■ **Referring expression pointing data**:
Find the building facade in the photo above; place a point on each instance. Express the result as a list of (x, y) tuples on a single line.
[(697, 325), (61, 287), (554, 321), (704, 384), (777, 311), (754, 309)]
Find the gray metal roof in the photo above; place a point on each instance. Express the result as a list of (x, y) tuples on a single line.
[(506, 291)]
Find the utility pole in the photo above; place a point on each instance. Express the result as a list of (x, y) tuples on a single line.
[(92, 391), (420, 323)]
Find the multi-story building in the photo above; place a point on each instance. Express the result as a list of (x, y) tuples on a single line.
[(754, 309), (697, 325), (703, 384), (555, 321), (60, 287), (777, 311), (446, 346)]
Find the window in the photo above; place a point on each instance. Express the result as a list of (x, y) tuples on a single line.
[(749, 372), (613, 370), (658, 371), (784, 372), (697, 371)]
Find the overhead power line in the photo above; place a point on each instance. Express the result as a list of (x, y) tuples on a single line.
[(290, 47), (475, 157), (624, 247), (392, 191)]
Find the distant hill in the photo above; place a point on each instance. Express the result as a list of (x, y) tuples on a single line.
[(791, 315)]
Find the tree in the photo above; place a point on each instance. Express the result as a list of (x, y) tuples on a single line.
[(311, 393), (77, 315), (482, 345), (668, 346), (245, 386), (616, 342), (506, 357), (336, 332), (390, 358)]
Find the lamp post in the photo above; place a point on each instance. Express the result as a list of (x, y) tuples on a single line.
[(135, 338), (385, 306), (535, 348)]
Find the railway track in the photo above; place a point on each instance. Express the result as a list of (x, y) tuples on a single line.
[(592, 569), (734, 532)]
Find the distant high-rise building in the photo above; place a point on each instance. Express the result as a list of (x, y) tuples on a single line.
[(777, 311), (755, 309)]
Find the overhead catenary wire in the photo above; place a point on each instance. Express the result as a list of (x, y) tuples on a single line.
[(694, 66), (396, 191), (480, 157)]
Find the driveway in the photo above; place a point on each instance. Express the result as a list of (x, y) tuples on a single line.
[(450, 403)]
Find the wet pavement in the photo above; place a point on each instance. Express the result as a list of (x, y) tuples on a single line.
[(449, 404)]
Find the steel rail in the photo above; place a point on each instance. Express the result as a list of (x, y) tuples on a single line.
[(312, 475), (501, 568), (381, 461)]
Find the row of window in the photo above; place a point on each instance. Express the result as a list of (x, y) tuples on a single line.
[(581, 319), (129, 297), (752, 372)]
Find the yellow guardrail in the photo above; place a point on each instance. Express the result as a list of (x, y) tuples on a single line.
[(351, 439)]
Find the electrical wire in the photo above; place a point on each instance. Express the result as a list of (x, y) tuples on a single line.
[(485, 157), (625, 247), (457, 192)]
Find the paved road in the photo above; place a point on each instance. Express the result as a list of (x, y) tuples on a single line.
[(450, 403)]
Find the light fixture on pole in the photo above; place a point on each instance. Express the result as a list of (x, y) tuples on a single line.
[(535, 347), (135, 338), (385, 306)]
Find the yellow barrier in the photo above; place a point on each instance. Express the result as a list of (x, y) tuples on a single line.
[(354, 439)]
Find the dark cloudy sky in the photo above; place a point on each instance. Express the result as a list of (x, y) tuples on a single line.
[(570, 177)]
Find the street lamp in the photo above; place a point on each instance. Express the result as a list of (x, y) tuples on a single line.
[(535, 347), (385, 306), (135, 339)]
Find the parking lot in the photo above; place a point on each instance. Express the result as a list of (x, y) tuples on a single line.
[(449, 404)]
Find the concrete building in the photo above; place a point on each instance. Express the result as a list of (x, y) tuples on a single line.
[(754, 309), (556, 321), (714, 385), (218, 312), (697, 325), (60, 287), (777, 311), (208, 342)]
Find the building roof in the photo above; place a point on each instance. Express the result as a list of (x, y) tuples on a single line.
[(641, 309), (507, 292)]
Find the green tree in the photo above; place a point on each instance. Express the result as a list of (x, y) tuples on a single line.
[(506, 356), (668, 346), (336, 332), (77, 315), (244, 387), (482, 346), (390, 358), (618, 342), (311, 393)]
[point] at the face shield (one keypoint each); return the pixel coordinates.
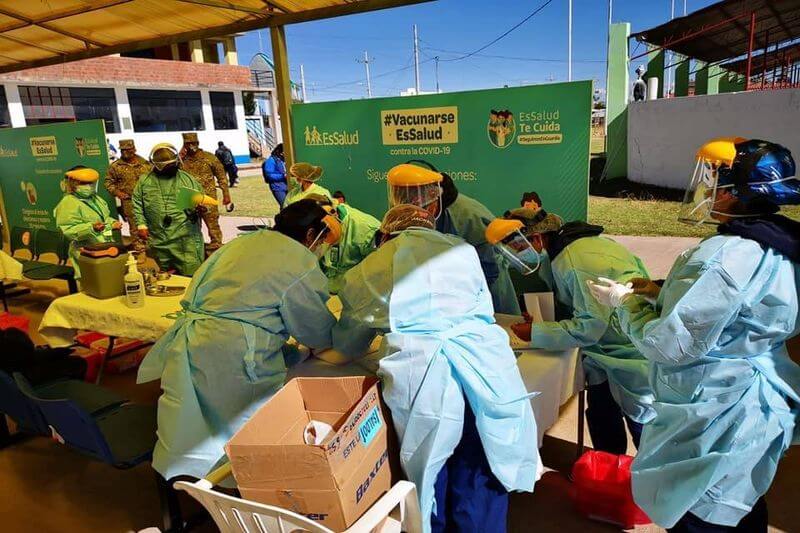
(506, 235)
(329, 236)
(164, 156)
(415, 185)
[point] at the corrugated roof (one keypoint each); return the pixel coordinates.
(722, 31)
(774, 60)
(35, 33)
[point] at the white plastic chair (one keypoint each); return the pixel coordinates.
(396, 511)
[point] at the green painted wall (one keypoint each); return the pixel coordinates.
(707, 79)
(617, 97)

■ **Activity**:
Each of the lines above should be transcribed exactly; no image is to be copied.

■ **Solution below**:
Find the building facade in the photo above; place a point on each instance. Express the result as a list of (x, y) tuples on a single line.
[(697, 325), (61, 287), (554, 321), (704, 384), (777, 311), (754, 309)]
Find the gray metal roof in the photo above; place a point on each instance. Express the result as a list of (x, y) tuples on a single line.
[(506, 291)]
Find the utility pole in the photo above; place a point on each instance. Express the result as a list of (x, y) tuples on a single line.
[(92, 391), (420, 323)]
Find the multi-story building in the photo above; place a point on each instance. Express the result as a list of (x, y) tuples on a single line.
[(754, 309), (697, 325), (703, 384), (555, 321), (60, 287), (777, 311), (446, 346)]
Find the window in the photo above; place a point on each instance. Express the result as a list of (x, y) tuples on a single line.
[(749, 372), (613, 370), (658, 371), (784, 372), (697, 371)]
Find the overhead power line in the photo above; place a point on each instance. Express the result as a list of (x, y) tuples on a single line.
[(290, 47), (475, 157), (624, 247), (392, 191)]
Find the distant hill in the photo above; place a point on each instance. Express the result as a list of (x, y) tuples on a single line.
[(791, 315)]
Find the tree in the photo above; place a point on each instance. Express the result as a list of (x, y) tuples on a single line.
[(311, 393), (77, 315), (482, 345), (668, 346), (245, 386), (616, 342), (506, 357), (336, 332), (390, 358)]
Find the lamp post in the photo above; place a point on each instance. Express the result as a list of (x, y) tuples on a single line.
[(135, 338), (385, 306), (535, 348)]
Find the railway track in the photo above; place a point on each instance. Express the result as a list of (x, y) tuples on a single line.
[(592, 569), (734, 532)]
Find the distant high-rise building in the photo above; place a point on each instance. Express the result as a list of (x, y) tuples on a single line.
[(777, 311), (755, 309)]
Find the overhead catenary wire in the photo above; place a point on each instance. Express the result as a list of (x, y) tuples on a single line.
[(694, 66), (396, 191), (480, 157)]
Find the driveway in the photo above; place a point on each instance. Express the result as a list of (x, y) tuples on a single line.
[(450, 403)]
Find the wet pavement in the photo above; place a point on each instance. Express the result as a list of (x, y) tuples on a single line.
[(449, 404)]
Find the steel rail in the photo above; place a point on each instance. Express the result as a list of (x, y) tuples on a single line.
[(312, 475), (501, 568), (381, 461)]
Find the row of window in the photo above; place a point on each instance. Express the result as a list of (x, y) tuples on a single line.
[(581, 319), (129, 297), (752, 372)]
Find the yellow guardrail in the photo above; place a point on each instance. Express the result as a list of (x, y) tuples on a single line.
[(351, 439)]
Find the electrical wire in the photo above; place a point on each instance. Express the result as a list of (x, y) tuples on a single line.
[(485, 157), (625, 247), (457, 192)]
Find the paved road in the photo above; place a point on each instance. Express the result as a list of (x, y) tuples on a single line.
[(450, 403)]
Find the light fixture on pole in the photo above; place a point on each instance. Express the result as a list of (x, y) tuples on a single line.
[(535, 347), (135, 338), (385, 306)]
Find the yellow barrier in the photo above; place a point on each instance. Express the result as a list of (x, y) tuples on a single line.
[(354, 439)]
Find the dark cloudy sky in the photo above; place a point on each instance. Express the result as a list of (x, y) tuples on a single line.
[(570, 177)]
Find the street lamp in the photo above; place a point on each instance. Express the result as a list of (x, y) tuples on a single line.
[(535, 347), (385, 306), (135, 339)]
Find the parking lot in the photo above; place a point on each instance. Express the result as a list of (x, y) tuples on a single line.
[(449, 404)]
Find the concrete building in the photo above; place a point on each instance. Express the result as a list of (x, y) tuples on a single line.
[(754, 309), (556, 321), (714, 385), (218, 312), (697, 325), (60, 287), (777, 311), (208, 342)]
Find the building roof in the photo above; place a point on each instance. Express the result as a list of (x, y) tuples on a single line.
[(641, 309), (507, 292)]
Find the green tree in the photo above; place a point on each instance. Express the result as a list of (x, y) tuples on a single line.
[(506, 356), (668, 346), (336, 332), (77, 315), (244, 387), (482, 346), (390, 358), (618, 342), (311, 393)]
[point] at the face shield (one keypoint each); return the pixel coordinates.
(506, 235)
(329, 236)
(164, 156)
(415, 185)
[point] at the corrugated roof (one keypoint each); return the pixel coordinates.
(722, 31)
(774, 60)
(35, 33)
[point] at the white plastic chair (one keypoint each); return the pixel coordinates.
(396, 511)
[point] at the green painted wall (one keypoint each); return the pixel coordinates.
(707, 79)
(617, 97)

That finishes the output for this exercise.